### [Task to complete]
Every entry needs to appear again exactly as written below.

-------- Task data --------

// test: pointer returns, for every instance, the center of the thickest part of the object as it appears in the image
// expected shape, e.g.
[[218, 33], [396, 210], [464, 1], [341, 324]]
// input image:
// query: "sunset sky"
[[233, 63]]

--------

### [Response to this exercise]
// test: pointer returns, for every instance, the center of the thickest part of the object as it appears in the image
// expected shape, e.g.
[[218, 33], [396, 210], [464, 1], [341, 324]]
// input image:
// query: "sunset sky"
[[233, 63]]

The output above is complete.